Text passage:
◆ ◆ ◆
Christian DeHaemer is pushing an ad recently that focuses on a Tesla alternative, and his latest free email touted the appeal of buying it after this latest market shakeup. So what’s the story?
The ad is for his Bubble and Bust Report, which sounds like an entry-level monthly stock picking newsletter ($49/year, compared to his Crisis and Opportunity letter at $1,599/yr), and the big bait is that report about his “Tesla Killer: Best EV Company to Own Now” … so let’s sift through the clues, feed ’em to the Mighty, Mighty Thinkolator, and see what comes out the other end.
His basic argument is that his favorite electric vehicle (EV) company is profitable, while Tesla is a money-sucking capital-heavy Elon Musk ego project (my paraphrasing, not his words). Here’s what he notes in the introductory email:
“I want my EV company to make money and concentrate on producing and selling vehicles. There is one that perhaps you’ve never heard of. It is an expert battery maker and has produced more phone batteries than anyone in the world. It has also sold more electric vehicles than anyone, including more than 51,215 in December alone.
◆ ◆ ◆
Dataset:
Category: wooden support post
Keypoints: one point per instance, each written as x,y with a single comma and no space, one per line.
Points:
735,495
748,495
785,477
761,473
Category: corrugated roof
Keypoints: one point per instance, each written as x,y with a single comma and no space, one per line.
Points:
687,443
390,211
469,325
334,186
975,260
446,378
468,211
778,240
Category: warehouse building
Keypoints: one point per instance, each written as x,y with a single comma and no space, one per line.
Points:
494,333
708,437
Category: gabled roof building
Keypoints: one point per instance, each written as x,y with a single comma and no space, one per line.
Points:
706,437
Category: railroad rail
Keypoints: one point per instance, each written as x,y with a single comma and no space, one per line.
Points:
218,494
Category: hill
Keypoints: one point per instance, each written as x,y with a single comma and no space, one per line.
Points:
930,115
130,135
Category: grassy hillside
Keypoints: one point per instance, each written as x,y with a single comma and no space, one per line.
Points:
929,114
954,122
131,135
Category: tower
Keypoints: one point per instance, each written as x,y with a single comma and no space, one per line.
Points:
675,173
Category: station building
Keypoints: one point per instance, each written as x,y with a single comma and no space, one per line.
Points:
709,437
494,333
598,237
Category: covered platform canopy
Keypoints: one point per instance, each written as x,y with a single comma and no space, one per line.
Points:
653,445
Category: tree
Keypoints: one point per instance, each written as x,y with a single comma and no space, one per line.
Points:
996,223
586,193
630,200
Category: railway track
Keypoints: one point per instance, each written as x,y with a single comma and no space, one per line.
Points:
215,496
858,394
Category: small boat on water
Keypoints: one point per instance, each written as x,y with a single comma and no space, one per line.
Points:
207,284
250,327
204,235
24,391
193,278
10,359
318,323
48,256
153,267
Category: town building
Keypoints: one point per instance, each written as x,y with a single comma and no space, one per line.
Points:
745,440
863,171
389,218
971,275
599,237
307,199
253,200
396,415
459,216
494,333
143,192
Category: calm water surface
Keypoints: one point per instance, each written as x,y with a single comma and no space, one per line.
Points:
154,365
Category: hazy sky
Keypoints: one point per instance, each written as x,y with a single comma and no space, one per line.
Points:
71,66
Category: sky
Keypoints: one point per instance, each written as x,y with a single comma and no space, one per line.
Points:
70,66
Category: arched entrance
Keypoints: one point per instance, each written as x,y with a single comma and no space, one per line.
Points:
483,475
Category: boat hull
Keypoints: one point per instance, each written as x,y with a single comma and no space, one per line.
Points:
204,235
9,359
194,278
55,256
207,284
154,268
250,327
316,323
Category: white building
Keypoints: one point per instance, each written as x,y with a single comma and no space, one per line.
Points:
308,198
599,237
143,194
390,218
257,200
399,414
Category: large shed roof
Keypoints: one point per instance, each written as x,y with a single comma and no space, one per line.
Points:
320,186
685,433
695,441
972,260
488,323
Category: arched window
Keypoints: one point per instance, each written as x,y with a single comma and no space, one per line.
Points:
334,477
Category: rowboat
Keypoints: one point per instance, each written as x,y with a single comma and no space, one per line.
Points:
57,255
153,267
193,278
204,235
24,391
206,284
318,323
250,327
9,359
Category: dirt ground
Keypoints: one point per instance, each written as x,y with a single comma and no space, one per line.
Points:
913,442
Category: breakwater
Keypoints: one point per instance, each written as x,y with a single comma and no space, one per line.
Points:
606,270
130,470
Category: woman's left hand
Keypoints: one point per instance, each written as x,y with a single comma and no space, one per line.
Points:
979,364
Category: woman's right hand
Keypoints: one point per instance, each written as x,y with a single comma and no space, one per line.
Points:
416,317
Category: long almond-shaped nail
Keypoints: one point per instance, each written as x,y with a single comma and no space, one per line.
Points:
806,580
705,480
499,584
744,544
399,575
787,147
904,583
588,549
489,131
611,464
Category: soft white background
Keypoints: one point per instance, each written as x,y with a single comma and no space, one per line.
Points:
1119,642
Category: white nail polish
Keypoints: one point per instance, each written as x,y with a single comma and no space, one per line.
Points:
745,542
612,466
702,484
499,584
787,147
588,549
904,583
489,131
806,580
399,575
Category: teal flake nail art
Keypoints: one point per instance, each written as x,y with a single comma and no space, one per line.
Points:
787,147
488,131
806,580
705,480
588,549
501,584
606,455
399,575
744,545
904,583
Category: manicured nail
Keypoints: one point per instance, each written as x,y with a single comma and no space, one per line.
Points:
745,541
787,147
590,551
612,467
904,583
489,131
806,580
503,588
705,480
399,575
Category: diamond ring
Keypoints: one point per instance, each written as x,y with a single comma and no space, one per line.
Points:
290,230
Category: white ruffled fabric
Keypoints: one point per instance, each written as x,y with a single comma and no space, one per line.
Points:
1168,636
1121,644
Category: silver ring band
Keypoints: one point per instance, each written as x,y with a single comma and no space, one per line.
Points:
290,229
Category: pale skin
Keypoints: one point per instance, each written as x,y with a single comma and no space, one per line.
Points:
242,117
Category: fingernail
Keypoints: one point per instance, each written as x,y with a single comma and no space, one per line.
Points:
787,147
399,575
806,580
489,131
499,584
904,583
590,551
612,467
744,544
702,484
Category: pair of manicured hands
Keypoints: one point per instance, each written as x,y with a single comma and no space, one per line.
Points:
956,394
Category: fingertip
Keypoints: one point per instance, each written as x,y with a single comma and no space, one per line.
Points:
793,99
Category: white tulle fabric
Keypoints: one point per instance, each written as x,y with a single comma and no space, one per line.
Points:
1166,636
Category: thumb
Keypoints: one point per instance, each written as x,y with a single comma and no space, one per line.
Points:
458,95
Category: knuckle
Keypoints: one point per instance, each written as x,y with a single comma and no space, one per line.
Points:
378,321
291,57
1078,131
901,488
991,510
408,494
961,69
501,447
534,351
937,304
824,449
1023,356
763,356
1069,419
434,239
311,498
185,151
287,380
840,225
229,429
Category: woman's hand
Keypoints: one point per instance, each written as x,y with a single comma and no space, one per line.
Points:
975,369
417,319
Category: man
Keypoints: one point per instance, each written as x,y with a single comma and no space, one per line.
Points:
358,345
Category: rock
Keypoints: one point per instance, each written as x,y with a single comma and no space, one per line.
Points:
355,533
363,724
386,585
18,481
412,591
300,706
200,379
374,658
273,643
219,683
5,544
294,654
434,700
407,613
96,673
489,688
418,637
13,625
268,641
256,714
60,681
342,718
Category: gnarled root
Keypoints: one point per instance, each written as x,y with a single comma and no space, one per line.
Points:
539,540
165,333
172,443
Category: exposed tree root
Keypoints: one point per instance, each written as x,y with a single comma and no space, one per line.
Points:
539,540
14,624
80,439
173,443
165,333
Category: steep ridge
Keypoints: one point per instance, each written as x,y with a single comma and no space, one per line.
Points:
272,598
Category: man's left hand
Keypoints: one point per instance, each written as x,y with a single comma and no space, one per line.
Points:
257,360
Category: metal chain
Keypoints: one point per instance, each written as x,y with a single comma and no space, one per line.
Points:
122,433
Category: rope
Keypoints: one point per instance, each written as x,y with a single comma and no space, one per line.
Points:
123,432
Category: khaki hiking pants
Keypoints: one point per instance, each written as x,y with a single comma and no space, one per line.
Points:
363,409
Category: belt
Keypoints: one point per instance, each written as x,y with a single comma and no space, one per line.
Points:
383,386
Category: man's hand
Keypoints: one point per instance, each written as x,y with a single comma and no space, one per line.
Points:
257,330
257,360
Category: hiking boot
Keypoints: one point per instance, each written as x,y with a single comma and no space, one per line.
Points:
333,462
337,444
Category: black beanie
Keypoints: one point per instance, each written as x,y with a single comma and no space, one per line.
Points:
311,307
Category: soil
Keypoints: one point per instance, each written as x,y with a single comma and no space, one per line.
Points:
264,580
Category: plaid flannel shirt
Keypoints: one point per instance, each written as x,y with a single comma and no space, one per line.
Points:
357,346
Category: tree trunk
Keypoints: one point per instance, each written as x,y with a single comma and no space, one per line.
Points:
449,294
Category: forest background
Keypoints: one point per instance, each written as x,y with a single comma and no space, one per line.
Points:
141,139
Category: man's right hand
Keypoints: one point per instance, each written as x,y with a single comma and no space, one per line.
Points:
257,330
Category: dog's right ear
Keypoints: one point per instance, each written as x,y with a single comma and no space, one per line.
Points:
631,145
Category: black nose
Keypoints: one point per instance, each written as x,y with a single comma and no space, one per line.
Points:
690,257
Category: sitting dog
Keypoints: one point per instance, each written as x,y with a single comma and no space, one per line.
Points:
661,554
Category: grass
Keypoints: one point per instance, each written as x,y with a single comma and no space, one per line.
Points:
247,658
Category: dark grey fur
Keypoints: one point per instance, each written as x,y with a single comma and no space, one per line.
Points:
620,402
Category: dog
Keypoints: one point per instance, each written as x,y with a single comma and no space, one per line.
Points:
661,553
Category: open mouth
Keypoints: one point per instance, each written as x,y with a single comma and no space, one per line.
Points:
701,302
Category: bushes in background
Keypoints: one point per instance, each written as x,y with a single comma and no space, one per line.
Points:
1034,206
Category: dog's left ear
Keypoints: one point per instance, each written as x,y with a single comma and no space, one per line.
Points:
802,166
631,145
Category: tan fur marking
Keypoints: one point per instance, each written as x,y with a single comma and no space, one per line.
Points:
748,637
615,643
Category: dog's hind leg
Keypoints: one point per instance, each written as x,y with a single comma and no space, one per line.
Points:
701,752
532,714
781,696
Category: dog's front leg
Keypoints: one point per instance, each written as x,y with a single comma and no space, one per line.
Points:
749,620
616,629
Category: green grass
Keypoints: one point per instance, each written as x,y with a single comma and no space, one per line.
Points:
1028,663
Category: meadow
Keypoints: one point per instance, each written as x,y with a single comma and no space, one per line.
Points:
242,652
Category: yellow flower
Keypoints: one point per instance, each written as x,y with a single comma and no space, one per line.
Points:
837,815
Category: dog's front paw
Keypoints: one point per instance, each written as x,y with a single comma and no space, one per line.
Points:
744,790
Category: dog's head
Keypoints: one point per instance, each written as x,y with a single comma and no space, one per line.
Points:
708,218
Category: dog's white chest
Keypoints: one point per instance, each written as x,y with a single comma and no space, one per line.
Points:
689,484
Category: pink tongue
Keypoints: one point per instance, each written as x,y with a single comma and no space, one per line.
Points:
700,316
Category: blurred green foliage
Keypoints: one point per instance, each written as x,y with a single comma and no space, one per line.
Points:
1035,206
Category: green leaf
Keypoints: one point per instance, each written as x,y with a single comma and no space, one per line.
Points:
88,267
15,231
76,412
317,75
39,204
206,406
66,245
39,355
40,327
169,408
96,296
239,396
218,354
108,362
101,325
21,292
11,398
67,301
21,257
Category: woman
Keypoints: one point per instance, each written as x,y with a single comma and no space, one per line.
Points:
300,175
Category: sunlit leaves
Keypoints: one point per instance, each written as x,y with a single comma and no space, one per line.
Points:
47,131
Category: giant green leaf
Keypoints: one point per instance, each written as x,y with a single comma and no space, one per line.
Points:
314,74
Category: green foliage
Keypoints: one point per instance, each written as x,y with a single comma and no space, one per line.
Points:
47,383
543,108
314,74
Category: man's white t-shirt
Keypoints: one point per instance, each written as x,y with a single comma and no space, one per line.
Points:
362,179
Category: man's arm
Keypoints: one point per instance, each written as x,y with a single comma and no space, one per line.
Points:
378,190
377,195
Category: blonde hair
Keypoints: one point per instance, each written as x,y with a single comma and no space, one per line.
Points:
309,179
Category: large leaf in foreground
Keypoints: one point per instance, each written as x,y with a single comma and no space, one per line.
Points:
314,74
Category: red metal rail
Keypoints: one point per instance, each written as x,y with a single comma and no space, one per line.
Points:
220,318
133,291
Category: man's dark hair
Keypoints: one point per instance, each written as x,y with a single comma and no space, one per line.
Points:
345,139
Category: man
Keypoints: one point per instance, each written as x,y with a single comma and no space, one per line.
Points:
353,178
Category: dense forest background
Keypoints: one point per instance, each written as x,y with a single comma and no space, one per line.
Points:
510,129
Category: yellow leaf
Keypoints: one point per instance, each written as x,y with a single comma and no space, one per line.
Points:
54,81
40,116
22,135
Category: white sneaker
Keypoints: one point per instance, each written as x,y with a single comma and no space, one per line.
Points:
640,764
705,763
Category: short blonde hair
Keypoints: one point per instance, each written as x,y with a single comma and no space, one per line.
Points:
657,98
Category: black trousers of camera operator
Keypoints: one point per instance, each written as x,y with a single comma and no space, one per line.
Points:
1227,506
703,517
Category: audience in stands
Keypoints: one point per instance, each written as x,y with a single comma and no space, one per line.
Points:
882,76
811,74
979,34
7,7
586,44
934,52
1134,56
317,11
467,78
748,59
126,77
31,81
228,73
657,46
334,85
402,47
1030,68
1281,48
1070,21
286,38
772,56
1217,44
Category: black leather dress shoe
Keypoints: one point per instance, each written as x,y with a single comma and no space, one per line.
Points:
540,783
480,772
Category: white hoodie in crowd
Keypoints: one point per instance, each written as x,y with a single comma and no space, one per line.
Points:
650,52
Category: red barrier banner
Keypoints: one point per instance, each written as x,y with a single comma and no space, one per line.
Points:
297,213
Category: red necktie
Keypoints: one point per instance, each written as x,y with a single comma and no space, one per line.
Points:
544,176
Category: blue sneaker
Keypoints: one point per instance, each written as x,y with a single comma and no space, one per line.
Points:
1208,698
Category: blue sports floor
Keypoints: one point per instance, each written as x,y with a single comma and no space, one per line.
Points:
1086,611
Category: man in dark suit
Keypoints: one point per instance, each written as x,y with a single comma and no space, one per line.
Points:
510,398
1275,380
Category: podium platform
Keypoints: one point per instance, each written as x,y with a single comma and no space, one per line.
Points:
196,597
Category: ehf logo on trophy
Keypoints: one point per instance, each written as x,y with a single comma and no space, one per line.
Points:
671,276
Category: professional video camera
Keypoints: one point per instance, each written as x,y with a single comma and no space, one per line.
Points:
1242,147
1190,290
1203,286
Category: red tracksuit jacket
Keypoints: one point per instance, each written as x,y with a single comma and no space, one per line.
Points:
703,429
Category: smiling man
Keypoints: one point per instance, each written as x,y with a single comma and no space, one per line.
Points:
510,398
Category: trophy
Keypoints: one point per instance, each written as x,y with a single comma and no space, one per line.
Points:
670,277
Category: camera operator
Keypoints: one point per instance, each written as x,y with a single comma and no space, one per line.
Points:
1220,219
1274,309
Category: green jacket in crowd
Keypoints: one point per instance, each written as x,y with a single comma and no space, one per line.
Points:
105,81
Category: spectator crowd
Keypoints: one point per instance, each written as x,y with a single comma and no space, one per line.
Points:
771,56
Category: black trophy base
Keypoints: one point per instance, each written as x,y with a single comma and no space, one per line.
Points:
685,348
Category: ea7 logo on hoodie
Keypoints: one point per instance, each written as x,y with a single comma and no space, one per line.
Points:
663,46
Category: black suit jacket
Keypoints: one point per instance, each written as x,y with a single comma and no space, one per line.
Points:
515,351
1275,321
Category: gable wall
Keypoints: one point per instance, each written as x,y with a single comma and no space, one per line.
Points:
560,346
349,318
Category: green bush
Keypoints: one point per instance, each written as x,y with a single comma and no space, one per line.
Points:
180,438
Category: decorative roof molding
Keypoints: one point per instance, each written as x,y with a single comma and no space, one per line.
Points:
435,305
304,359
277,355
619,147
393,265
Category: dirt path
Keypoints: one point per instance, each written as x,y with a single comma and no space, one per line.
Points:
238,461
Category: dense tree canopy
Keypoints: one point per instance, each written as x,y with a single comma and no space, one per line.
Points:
◆ ◆ ◆
Aim of the exercise:
For each statement below, indicate whether it agrees with the passage above on the Tesla alternative, answering yes or no and quoting the words of the passage that decide it.
(a) The Bubble and Bust Report has a lower annual price than the Crisis and Opportunity letter.
(b) The favored EV company is said to have produced more phone batteries than anyone in the world.
(c) Calling Tesla a money-sucking Elon Musk ego project is DeHaemer's own wording.

The result:
(a) Yes: "$49/year, compared to his Crisis and Opportunity letter at $1,599/yr"
(b) Yes: "has produced more phone batteries than anyone in the world"
(c) No: "my paraphrasing, not his words"